## Exercise aim
Copy the stretch from the start of the items through the line that contains "262 119 L 233" word for word, leaving the pictures out.

## Data shown
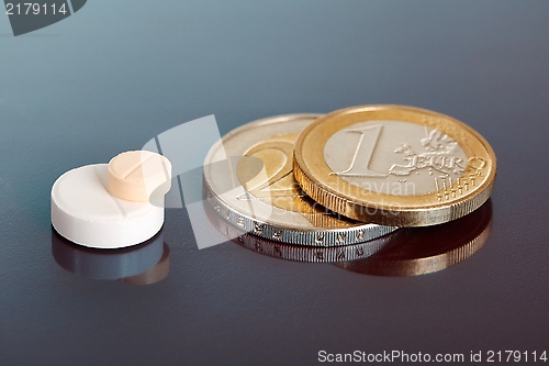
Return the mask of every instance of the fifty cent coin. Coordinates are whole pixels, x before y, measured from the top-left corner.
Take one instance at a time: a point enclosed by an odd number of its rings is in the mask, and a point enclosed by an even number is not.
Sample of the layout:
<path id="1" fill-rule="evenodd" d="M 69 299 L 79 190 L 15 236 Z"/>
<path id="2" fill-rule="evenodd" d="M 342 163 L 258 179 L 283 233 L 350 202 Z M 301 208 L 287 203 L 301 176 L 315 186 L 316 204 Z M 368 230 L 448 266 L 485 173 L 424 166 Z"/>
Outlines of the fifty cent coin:
<path id="1" fill-rule="evenodd" d="M 294 174 L 311 198 L 348 218 L 427 226 L 489 199 L 495 155 L 478 132 L 448 115 L 363 106 L 306 127 L 295 145 Z"/>
<path id="2" fill-rule="evenodd" d="M 262 119 L 233 130 L 212 146 L 204 163 L 204 189 L 215 211 L 245 232 L 299 245 L 349 245 L 393 231 L 326 210 L 295 182 L 294 144 L 317 117 Z"/>

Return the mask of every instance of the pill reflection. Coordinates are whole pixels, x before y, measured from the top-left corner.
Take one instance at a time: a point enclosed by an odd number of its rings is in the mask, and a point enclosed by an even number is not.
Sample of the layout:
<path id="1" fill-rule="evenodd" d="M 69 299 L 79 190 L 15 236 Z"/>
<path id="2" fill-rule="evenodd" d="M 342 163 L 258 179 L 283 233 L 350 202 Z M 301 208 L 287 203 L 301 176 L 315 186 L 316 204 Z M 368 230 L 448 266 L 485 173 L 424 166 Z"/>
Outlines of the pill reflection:
<path id="1" fill-rule="evenodd" d="M 440 225 L 400 229 L 401 235 L 366 259 L 338 262 L 346 270 L 374 276 L 416 276 L 442 270 L 475 254 L 492 228 L 492 202 Z"/>
<path id="2" fill-rule="evenodd" d="M 52 228 L 52 254 L 64 269 L 92 279 L 130 278 L 125 282 L 145 285 L 164 279 L 169 271 L 169 248 L 163 230 L 132 247 L 100 249 L 77 245 Z"/>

## Solution for this task
Return the mask of every instance of the fifty cent coin. Coordinates are whole pixels, x before y, measured from the top-left corner.
Take one instance at a time: a point enclosed by an odd number of its rings is in the mask, and a point enclosed by an even number is not.
Sample of the layout:
<path id="1" fill-rule="evenodd" d="M 69 299 L 79 190 L 15 236 Z"/>
<path id="2" fill-rule="evenodd" d="M 342 163 L 258 179 L 283 233 L 350 202 Z M 301 208 L 287 203 L 301 176 L 315 186 L 316 204 Z M 368 230 L 448 266 L 485 173 L 424 166 Z"/>
Outlines of the fifty cent coin:
<path id="1" fill-rule="evenodd" d="M 294 174 L 311 198 L 348 218 L 427 226 L 489 199 L 495 155 L 478 132 L 448 115 L 363 106 L 306 127 L 295 145 Z"/>
<path id="2" fill-rule="evenodd" d="M 262 119 L 233 130 L 212 146 L 204 163 L 204 189 L 215 211 L 245 232 L 299 245 L 349 245 L 393 231 L 326 210 L 295 182 L 294 144 L 317 117 Z"/>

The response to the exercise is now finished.